Stored entries:
-- -- --

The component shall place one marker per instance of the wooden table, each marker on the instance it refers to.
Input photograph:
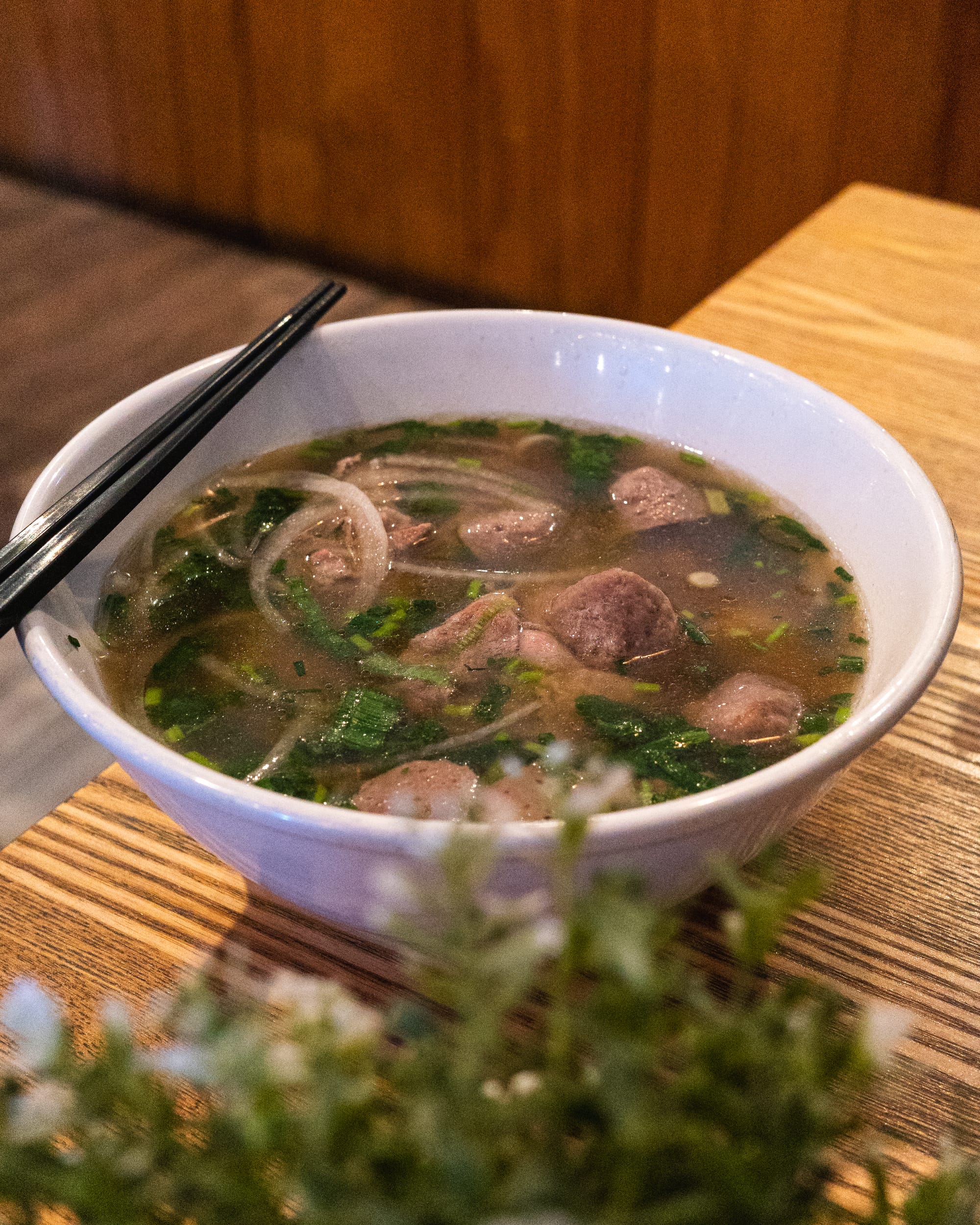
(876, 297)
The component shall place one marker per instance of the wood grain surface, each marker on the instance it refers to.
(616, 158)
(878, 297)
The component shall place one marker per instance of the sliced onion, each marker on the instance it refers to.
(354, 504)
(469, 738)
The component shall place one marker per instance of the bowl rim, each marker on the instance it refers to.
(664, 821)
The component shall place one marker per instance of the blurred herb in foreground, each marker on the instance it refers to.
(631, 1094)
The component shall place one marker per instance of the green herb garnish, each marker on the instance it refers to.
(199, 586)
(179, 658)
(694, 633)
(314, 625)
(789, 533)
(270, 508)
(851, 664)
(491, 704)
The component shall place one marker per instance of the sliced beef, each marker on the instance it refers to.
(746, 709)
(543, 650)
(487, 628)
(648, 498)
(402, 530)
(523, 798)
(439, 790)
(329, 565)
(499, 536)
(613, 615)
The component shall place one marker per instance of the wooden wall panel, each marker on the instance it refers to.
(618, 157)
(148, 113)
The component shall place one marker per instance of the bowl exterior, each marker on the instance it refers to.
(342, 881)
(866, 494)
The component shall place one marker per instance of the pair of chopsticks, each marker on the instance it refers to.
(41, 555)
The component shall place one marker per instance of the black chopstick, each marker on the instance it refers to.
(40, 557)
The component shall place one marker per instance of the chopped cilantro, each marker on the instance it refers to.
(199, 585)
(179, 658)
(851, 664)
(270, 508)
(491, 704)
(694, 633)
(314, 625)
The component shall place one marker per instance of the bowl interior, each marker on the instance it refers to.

-- -- --

Required work: Rescale the records starting at the line containing "bowl rim, each" and ending at the line containing "(631, 1094)". Write those lines out again, requests included, with every point coordinate in the answers multiplied by 0.5 and rounded to a whole number, halves rounded up.

Written response:
The component shall place one marker per instance of the bowl rim, each marker on the instance it refers to.
(332, 411)
The component shall place one marker per instance of the blurred herb in foreground, each marker on the instance it refers to.
(316, 547)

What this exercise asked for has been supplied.